§ WORK REQUIRED
Using "gets" as the search string, find the matching lines below and copy them.

(Beginning of SUPPLIED ENTRIES)

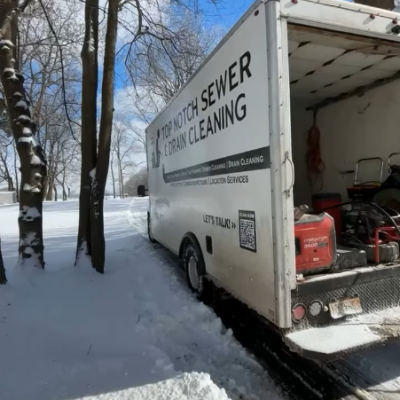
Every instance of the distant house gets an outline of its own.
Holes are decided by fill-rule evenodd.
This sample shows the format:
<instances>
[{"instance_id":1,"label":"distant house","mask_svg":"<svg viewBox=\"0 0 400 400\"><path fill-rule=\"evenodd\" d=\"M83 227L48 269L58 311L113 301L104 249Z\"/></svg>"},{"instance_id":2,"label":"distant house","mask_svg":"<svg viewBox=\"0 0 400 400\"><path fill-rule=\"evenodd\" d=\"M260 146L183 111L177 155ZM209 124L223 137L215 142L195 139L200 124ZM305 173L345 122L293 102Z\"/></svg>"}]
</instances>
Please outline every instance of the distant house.
<instances>
[{"instance_id":1,"label":"distant house","mask_svg":"<svg viewBox=\"0 0 400 400\"><path fill-rule=\"evenodd\" d=\"M0 206L5 204L14 204L17 202L17 194L10 192L7 188L0 188Z\"/></svg>"}]
</instances>

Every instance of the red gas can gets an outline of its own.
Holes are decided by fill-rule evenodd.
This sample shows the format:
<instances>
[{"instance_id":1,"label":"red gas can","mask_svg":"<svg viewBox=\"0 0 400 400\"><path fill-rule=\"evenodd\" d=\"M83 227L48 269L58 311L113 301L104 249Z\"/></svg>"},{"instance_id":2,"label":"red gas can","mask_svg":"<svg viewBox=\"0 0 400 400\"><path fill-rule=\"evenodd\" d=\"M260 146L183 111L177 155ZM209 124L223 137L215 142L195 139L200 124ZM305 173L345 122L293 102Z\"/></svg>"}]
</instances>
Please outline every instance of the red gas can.
<instances>
[{"instance_id":1,"label":"red gas can","mask_svg":"<svg viewBox=\"0 0 400 400\"><path fill-rule=\"evenodd\" d=\"M322 212L328 207L337 206L326 210L335 221L335 231L337 235L342 232L342 211L339 204L342 203L340 193L316 193L312 196L312 208L315 212Z\"/></svg>"}]
</instances>

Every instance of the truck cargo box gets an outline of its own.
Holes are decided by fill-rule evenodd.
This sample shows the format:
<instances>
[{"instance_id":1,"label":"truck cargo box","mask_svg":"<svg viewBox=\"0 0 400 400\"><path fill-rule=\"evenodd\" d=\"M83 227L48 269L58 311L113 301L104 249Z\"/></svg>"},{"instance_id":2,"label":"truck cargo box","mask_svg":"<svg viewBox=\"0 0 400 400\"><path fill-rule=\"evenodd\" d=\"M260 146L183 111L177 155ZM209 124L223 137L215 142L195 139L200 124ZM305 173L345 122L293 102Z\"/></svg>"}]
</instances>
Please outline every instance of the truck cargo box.
<instances>
[{"instance_id":1,"label":"truck cargo box","mask_svg":"<svg viewBox=\"0 0 400 400\"><path fill-rule=\"evenodd\" d=\"M301 278L294 234L295 205L348 200L357 160L400 151L399 18L257 1L146 131L152 240L179 255L198 295L205 280L223 287L309 357L399 335L398 260ZM318 182L305 163L313 124Z\"/></svg>"}]
</instances>

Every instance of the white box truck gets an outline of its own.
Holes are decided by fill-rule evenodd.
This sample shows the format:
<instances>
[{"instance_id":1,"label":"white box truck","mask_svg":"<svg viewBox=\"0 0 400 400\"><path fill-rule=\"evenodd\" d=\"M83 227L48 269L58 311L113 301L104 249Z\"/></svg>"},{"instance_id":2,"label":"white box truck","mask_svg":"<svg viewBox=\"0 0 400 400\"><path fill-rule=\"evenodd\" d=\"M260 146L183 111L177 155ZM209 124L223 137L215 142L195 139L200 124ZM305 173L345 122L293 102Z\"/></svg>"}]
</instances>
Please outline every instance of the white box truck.
<instances>
[{"instance_id":1,"label":"white box truck","mask_svg":"<svg viewBox=\"0 0 400 400\"><path fill-rule=\"evenodd\" d=\"M199 296L212 281L310 358L400 332L399 170L381 171L400 151L399 24L349 2L256 1L146 130L151 240ZM358 201L368 190L391 205ZM318 195L348 204L295 218Z\"/></svg>"}]
</instances>

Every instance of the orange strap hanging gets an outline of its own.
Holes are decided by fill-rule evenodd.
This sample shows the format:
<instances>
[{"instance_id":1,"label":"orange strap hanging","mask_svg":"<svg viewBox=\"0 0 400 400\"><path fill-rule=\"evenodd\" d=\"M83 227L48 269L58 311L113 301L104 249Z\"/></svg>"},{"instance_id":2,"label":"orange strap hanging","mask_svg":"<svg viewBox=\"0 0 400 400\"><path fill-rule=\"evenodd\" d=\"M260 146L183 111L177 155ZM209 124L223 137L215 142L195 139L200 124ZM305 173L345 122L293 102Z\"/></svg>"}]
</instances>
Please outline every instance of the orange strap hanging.
<instances>
[{"instance_id":1,"label":"orange strap hanging","mask_svg":"<svg viewBox=\"0 0 400 400\"><path fill-rule=\"evenodd\" d=\"M306 164L307 164L307 178L310 182L313 192L322 190L322 172L325 169L325 164L321 158L321 132L317 127L317 111L314 111L313 126L307 132L307 151L306 151ZM320 187L315 190L316 184L320 182Z\"/></svg>"}]
</instances>

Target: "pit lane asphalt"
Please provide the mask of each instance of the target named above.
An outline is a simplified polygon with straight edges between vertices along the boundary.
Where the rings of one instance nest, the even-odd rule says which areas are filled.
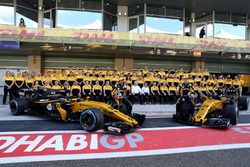
[[[250,149],[170,155],[2,164],[1,167],[249,167]]]
[[[250,123],[250,115],[240,115],[239,123]],[[142,128],[177,127],[185,124],[174,122],[171,118],[149,118]],[[11,131],[54,131],[81,130],[79,122],[63,122],[53,120],[8,120],[0,121],[0,132]]]
[[[250,123],[250,115],[240,115],[239,123]],[[143,128],[185,126],[173,122],[171,118],[146,119]],[[80,130],[79,123],[52,120],[9,120],[0,121],[0,131],[53,131]],[[195,153],[179,153],[157,156],[139,156],[127,158],[109,158],[93,160],[65,160],[32,163],[1,164],[1,167],[249,167],[250,149],[232,149],[219,151],[203,151]]]

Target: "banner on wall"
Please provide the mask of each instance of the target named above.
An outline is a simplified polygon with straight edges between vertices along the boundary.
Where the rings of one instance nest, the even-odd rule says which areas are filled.
[[[100,44],[135,47],[157,47],[204,51],[250,53],[250,42],[214,38],[193,38],[168,34],[136,34],[126,32],[75,29],[23,29],[0,27],[0,41]]]

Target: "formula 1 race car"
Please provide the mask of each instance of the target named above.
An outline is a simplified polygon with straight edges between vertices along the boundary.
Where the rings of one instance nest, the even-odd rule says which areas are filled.
[[[132,113],[132,105],[126,98],[114,105],[68,97],[67,90],[22,89],[19,95],[20,98],[10,102],[13,115],[39,112],[51,119],[79,121],[89,132],[103,129],[112,134],[124,134],[141,127],[145,120],[145,115]]]
[[[246,107],[245,97],[238,102],[226,97],[206,97],[202,103],[195,103],[195,98],[191,93],[178,99],[176,114],[173,115],[175,121],[202,127],[228,128],[238,123],[238,106]]]

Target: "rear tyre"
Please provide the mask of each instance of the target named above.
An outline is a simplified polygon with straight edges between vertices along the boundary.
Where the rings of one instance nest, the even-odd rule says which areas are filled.
[[[10,111],[12,115],[23,115],[28,110],[28,100],[25,98],[16,98],[10,101]]]
[[[240,96],[238,98],[238,106],[240,110],[248,110],[249,100],[247,96]]]
[[[232,125],[237,125],[238,123],[238,113],[237,107],[233,104],[226,104],[223,108],[223,116],[230,119]]]
[[[114,108],[114,109],[119,110],[120,112],[122,112],[125,115],[131,115],[131,111],[129,112],[127,110],[127,107],[126,107],[126,105],[124,103],[120,103],[119,105],[117,103],[112,103],[111,107]]]
[[[82,128],[88,132],[94,132],[104,125],[104,117],[102,112],[96,108],[88,108],[83,110],[80,115],[80,124]]]

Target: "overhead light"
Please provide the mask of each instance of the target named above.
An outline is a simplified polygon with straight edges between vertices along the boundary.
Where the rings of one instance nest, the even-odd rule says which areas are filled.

(End of SUPPLIED ENTRIES)

§ TASK SOLUTION
Every instance of the distant house gets an outline of its own.
Every instance of the red gas can gets an outline of its own.
Every instance of the truck cargo box gets an outline of its own.
Every instance of the white box truck gets an outline of its own.
Every instance of the orange strap hanging gets an outline of its own.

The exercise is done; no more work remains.